Source —
I wonder why people sometimes seem to have a bit of a downer on Sage grinders? I have a Barista Express and often use the built-in grinder over the other options I've had (Mahlkonig Vario, Feldgrind, Kinu M47), all of which some people like a lot. I like them too, by the way. I just like to experiment! Different grinders seem to emphasise different elements in various coffees and so the integrated Sage grinder seems to me to be a very good option to have. It often gives me great separation of flavours with single origin beans. I actually rather love it.

Also, the Barista Express allows you to play with manual pre-infusion modes, to effectively turn on/off pre-infusion and see what benefits each type of coffee. And an adjustable PID in a really compact machine.

To me, the Barista Express is an absolute bargain. And the small footprint means that you can always add another grinder if you want more options to play with.


----------



## Benjijames28 (Mar 29, 2017)

tdfg7583 said:


> I wonder why people sometimes seem to have a bit of a downer on Sage grinders? I have a Barista Express and often use the built-in grinder over the other options I've had (Mahlkonig Vario, Feldgrind, Kinu M47), all of which some people like a lot. I like them too, by the way. I just like to experiment! Different grinders seem to emphasise different elements in various coffees and so the integrated Sage grinder seems to me to be a very good option to have. It often gives me great separation of flavours with single origin beans. I actually rather love it.
> 
> Also, the Barista Express allows you to play with manual pre-infusion modes, to effectively turn on/off pre-infusion and see what benefits each type of coffee. And an adjustable PID in a really compact machine.
> 
> To me, the Barista Express is an absolute bargain. And the small footprint means that you can always add another grinder if you want more options to play with.


Could you give me a quick over view of instructions on how to affect pre Infusion etc on my machine?

I've got a 1kg bag of fresh espresso beans coming from casa espresso in Yorkshire. I'm hoping to use that big bag to really nail my coffee making on my new machine.


----------



## tdfg7583 (Nov 16, 2016)

Of course. If you hold the Single or Double brew button for more than a second, it should go into manual pre-infusion mode. As long as you hold the button, it will push out water at the lower pressure. So hold for, say, 3 seconds for that custom amount of pre-infusion. As soon as you release the button, the pressure ramps up. So, to basically turn off pre-infusion, i press and hold the button for just around a second, release and so it goes much more quickly to full pressure. In my opinion, most beans I've tried have benefited from the default pre-infusion, but a few have been better without it. It's just one more variable to confuse matters, but i like having the choice


----------



## Benjijames28 (Mar 29, 2017)

Can you control how long it stays at pressure, aka how long the shot is?

So i could say do my short preinfusion then make it extract for say 25 seconds?

Dataset section —
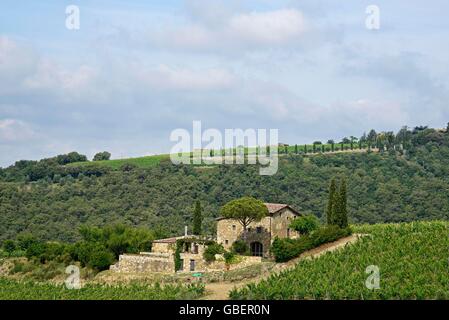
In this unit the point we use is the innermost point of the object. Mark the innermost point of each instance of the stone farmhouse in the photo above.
(259, 237)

Requirements —
• a. Rewrite the part of the Barista Express thread starting at "## tdfg7583 (Nov" and ending at "say 25 seconds?", using "switch" in place of "button".
• b. Extend the Barista Express thread by writing what comes next after its final post.

Results for each task —
• a.
## tdfg7583 (Nov 16, 2016)

Of course. If you hold the Single or Double brew switch for more than a second, it should go into manual pre-infusion mode. As long as you hold the switch, it will push out water at the lower pressure. So hold for, say, 3 seconds for that custom amount of pre-infusion. As soon as you release the switch, the pressure ramps up. So, to basically turn off pre-infusion, i press and hold the switch for just around a second, release and so it goes much more quickly to full pressure. In my opinion, most beans I've tried have benefited from the default pre-infusion, but a few have been better without it. It's just one more variable to confuse matters, but i like having the choice


----------



## Benjijames28 (Mar 29, 2017)

Can you control how long it stays at pressure, aka how long the shot is?

So i could say do my short preinfusion then make it extract for say 25 seconds?

• b.
----------



## tdfg7583 (Nov 16, 2016)

Yep, once it's at full pressure, in manual mode, you just press the brew button again to stop it.

I've found, though, that the pre-infusion mode tends to make the coffee flow a bit faster than usual, once it gets up to pressure, so I started worrying less about time and more about hitting a particular pressure-reading on the dial. And then my target weight for the shot, of course. That's probably just me though and I'm sure that other people will be getting good results going by a stopwatch to dial in their grind.


----------



## Benjijames28 (Mar 29, 2017)

Well I've got lots of experimenting to do next week. Lol

I've really kitted myself out this week, buying 1kg of beans, a set of coffee scales, and a jug to measure my shots in ml.

With those tools and a bit of patience I'm sure i will crack out some great coffee.


----------



## tdfg7583 (Nov 16, 2016)

Absolutely. It should be a fun week, good luck!


----------



## MikeBookham (Sep 3, 2016)

Benjijames28 said:


> Well I've got lots of experimenting to do next week. Lol
> 
> I've really kitted myself out this week, buying 1kg of beans, a set of coffee scales, and a jug to measure my shots in ml.
> 
> With those tools and a bit of patience I'm sure i will crack out some great coffee.


I assume that you've got your BE, how have you got on with it this past week?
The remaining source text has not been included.